Convert the lines of each item below into a JSON list of strings, with one string per line and blank lines omitted.

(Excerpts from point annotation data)
- - -

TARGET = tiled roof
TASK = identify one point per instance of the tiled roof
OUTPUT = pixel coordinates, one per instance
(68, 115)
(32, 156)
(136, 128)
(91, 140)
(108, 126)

- - -

§ **Answer to the task**
[
  "TARGET = tiled roof",
  "TASK = identify one point per instance of the tiled roof",
  "OUTPUT = pixel coordinates, one per instance",
  "(68, 115)",
  "(32, 156)",
  "(136, 128)",
  "(91, 140)",
  "(108, 126)"
]